EXERCISE INSTRUCTIONS -
Take the line that contains "of the blonde" as the first line and the last line of the material below as the final one; reproduce exactly the lines between, inclusive.

>> BEGIN

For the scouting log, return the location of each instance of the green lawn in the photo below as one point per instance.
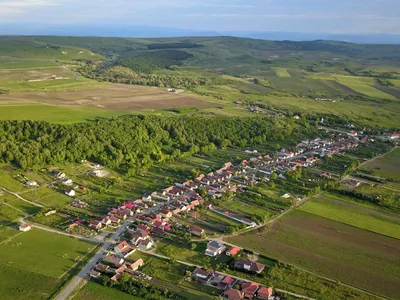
(55, 114)
(11, 63)
(386, 166)
(346, 253)
(22, 284)
(364, 218)
(95, 291)
(44, 253)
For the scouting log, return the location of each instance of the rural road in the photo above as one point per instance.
(74, 283)
(224, 274)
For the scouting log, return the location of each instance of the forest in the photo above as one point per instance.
(133, 144)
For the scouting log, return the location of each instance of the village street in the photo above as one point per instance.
(77, 280)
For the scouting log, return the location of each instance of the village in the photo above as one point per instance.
(141, 223)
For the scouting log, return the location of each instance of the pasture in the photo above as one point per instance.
(387, 166)
(22, 284)
(282, 72)
(353, 215)
(363, 85)
(95, 291)
(44, 253)
(331, 249)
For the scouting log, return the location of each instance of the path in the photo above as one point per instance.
(74, 283)
(222, 273)
(19, 197)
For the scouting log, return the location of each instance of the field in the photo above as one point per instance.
(364, 86)
(21, 284)
(74, 106)
(386, 166)
(171, 276)
(354, 215)
(44, 253)
(281, 72)
(95, 291)
(333, 249)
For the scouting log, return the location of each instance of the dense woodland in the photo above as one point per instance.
(133, 144)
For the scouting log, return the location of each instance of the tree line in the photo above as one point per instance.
(132, 144)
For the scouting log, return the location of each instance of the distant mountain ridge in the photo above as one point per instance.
(122, 30)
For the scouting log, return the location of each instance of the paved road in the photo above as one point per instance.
(224, 274)
(74, 283)
(19, 197)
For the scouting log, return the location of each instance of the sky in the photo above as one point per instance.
(331, 16)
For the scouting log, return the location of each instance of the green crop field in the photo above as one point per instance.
(44, 253)
(12, 63)
(368, 219)
(364, 86)
(95, 291)
(386, 166)
(22, 284)
(331, 249)
(281, 72)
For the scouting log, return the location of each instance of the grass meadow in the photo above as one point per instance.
(281, 72)
(353, 215)
(95, 291)
(386, 166)
(352, 255)
(45, 253)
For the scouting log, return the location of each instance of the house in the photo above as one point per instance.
(326, 175)
(195, 230)
(101, 267)
(124, 249)
(138, 236)
(226, 283)
(67, 182)
(95, 224)
(249, 289)
(113, 260)
(114, 219)
(25, 227)
(143, 227)
(60, 175)
(264, 293)
(195, 214)
(136, 265)
(116, 277)
(106, 221)
(233, 251)
(214, 248)
(203, 275)
(250, 266)
(70, 193)
(233, 294)
(94, 274)
(121, 269)
(146, 244)
(165, 213)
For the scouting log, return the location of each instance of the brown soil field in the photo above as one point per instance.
(111, 97)
(32, 74)
(351, 255)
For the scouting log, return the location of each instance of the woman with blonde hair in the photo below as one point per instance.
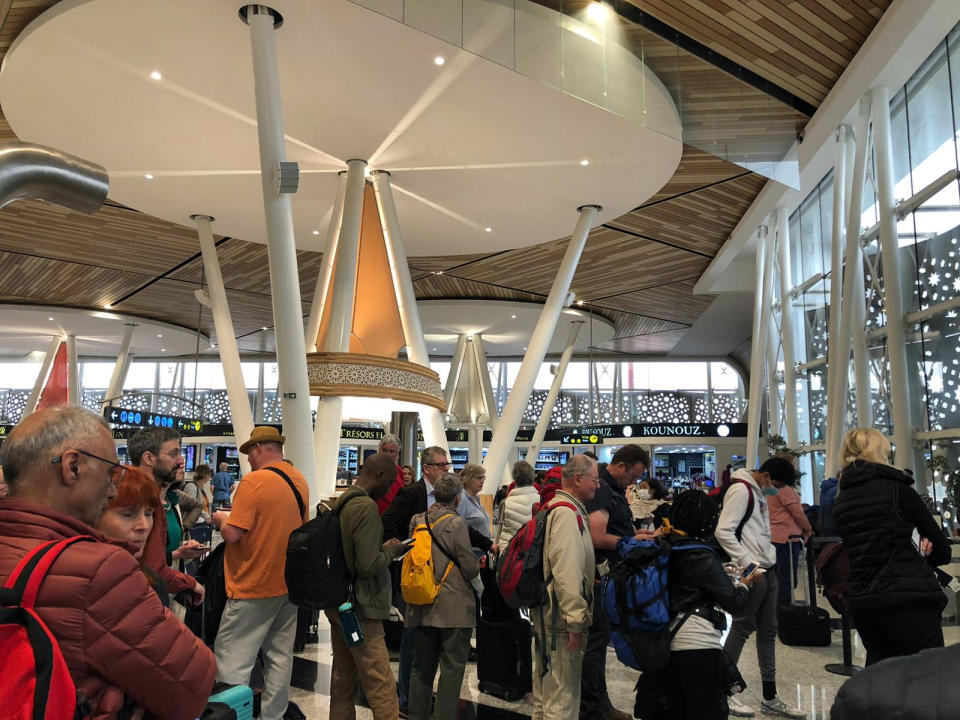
(895, 597)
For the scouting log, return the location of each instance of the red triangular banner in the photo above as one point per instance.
(55, 391)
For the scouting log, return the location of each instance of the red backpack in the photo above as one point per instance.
(520, 570)
(35, 683)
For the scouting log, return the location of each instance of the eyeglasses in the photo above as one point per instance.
(116, 474)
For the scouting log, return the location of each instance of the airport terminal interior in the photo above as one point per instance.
(518, 230)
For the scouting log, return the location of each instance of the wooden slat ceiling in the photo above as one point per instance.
(637, 271)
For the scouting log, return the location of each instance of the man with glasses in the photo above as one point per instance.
(569, 563)
(156, 452)
(396, 524)
(610, 520)
(119, 643)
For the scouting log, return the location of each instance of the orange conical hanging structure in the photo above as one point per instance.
(376, 327)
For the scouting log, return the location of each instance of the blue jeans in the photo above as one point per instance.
(787, 552)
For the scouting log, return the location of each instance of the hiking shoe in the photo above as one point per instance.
(778, 708)
(739, 709)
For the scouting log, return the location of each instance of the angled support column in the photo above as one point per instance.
(240, 414)
(852, 305)
(533, 452)
(757, 347)
(277, 184)
(503, 439)
(431, 420)
(892, 291)
(836, 404)
(787, 330)
(326, 431)
(73, 371)
(34, 397)
(120, 368)
(326, 267)
(774, 401)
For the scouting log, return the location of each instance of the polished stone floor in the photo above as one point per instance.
(801, 678)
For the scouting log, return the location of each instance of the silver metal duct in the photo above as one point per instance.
(36, 172)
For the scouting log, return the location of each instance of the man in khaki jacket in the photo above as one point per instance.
(368, 558)
(568, 558)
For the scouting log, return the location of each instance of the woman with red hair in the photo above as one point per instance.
(129, 519)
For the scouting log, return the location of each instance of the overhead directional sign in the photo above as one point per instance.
(128, 417)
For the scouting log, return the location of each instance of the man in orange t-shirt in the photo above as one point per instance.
(270, 503)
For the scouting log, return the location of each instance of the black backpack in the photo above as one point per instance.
(316, 572)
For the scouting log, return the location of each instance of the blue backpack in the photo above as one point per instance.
(637, 601)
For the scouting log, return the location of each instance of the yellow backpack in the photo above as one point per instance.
(417, 580)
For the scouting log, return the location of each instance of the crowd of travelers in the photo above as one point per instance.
(559, 555)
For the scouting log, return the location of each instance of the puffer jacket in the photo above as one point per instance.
(876, 511)
(120, 644)
(516, 511)
(918, 687)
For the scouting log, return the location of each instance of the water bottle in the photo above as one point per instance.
(350, 624)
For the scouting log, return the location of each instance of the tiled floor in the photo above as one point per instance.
(800, 674)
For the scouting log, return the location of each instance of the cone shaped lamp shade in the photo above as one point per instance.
(370, 378)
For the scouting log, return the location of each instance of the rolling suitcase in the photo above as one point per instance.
(799, 624)
(504, 660)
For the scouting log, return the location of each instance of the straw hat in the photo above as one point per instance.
(262, 434)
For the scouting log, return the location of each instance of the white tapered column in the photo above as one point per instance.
(892, 290)
(836, 405)
(34, 397)
(119, 375)
(787, 331)
(326, 432)
(73, 371)
(758, 349)
(281, 245)
(533, 452)
(241, 416)
(326, 267)
(852, 305)
(499, 451)
(431, 420)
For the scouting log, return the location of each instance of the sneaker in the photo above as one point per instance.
(739, 709)
(778, 708)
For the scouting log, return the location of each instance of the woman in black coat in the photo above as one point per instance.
(895, 597)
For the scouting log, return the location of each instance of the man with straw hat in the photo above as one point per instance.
(270, 503)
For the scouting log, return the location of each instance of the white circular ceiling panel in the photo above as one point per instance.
(470, 144)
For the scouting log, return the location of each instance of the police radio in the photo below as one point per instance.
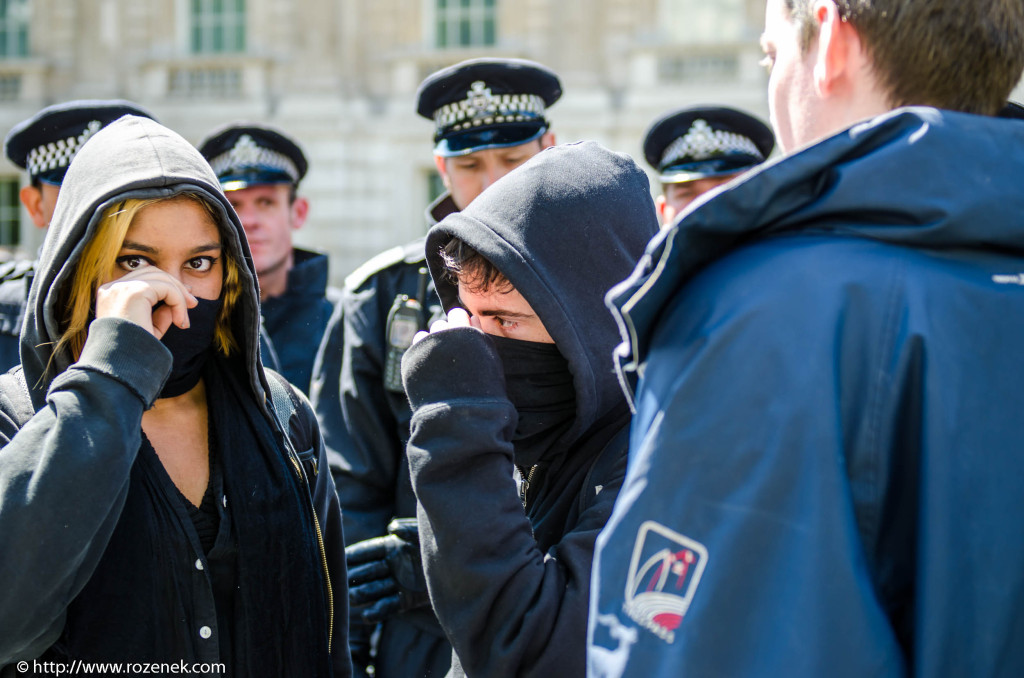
(403, 321)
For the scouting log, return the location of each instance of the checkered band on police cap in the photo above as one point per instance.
(58, 154)
(701, 142)
(483, 108)
(247, 154)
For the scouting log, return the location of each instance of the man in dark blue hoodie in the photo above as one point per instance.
(825, 461)
(520, 377)
(489, 117)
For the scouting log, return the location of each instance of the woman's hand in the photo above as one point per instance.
(135, 295)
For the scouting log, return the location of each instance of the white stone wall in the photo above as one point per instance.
(341, 76)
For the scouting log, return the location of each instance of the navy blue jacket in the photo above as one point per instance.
(508, 579)
(15, 279)
(296, 320)
(366, 427)
(825, 464)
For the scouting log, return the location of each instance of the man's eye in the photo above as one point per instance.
(132, 262)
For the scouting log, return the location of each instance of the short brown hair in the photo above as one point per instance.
(956, 54)
(464, 264)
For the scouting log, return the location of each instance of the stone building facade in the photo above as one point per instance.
(341, 75)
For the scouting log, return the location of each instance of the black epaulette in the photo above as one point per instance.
(412, 253)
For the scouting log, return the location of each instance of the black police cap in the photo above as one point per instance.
(45, 143)
(244, 155)
(487, 103)
(704, 141)
(1013, 111)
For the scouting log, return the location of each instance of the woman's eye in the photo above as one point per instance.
(200, 264)
(132, 262)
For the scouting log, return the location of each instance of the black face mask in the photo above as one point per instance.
(190, 347)
(540, 385)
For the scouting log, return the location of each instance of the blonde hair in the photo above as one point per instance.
(99, 257)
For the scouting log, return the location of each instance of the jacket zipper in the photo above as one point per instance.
(527, 477)
(320, 541)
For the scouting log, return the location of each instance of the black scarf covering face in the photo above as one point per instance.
(139, 602)
(539, 383)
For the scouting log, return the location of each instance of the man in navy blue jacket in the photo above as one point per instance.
(519, 376)
(824, 472)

>> END

CORRECT RESULT -
For the scouting log, return the location of each instance of the blonde hair in the photo above as one point per instance.
(99, 257)
For the scouting log, return the location of each instance of the jacket zipper in the photo above as one point per instance.
(527, 477)
(320, 541)
For the scouting log, return the location of each instance of the black scarf covering face in the photo above as one point per instance.
(139, 602)
(539, 383)
For the scouting log, return the location of each instance of the man in navy blue jacket in the photo above as one point per instance.
(519, 376)
(824, 472)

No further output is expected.